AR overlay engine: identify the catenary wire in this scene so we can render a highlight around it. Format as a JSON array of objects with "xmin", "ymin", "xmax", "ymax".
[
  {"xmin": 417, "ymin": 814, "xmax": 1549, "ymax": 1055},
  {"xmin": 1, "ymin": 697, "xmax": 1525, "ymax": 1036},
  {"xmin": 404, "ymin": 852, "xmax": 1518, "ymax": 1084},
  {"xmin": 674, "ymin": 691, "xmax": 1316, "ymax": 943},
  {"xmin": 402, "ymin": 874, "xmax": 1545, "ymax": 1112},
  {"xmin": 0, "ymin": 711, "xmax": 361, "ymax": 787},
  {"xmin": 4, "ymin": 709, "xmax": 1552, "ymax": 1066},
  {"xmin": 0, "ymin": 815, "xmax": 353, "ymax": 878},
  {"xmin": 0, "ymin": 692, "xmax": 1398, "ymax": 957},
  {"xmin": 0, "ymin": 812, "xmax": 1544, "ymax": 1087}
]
-=-=-
**WHAT TO PRODUCE:** Make sure that every entry above is copied out exactly as it stands.

**ANSWER TO THIS TASK:**
AR overlay engine: identify the catenary wire in this scene so we can render a highlight around it. Format as a JSON array of objects with "xmin", "ymin", "xmax", "ymax".
[
  {"xmin": 417, "ymin": 814, "xmax": 1549, "ymax": 1055},
  {"xmin": 1, "ymin": 697, "xmax": 1525, "ymax": 1036},
  {"xmin": 404, "ymin": 852, "xmax": 1518, "ymax": 1084},
  {"xmin": 674, "ymin": 691, "xmax": 1316, "ymax": 943},
  {"xmin": 402, "ymin": 874, "xmax": 1545, "ymax": 1112},
  {"xmin": 0, "ymin": 711, "xmax": 361, "ymax": 787},
  {"xmin": 4, "ymin": 709, "xmax": 1552, "ymax": 1066},
  {"xmin": 0, "ymin": 815, "xmax": 353, "ymax": 878},
  {"xmin": 0, "ymin": 692, "xmax": 1398, "ymax": 957},
  {"xmin": 0, "ymin": 812, "xmax": 1544, "ymax": 1087}
]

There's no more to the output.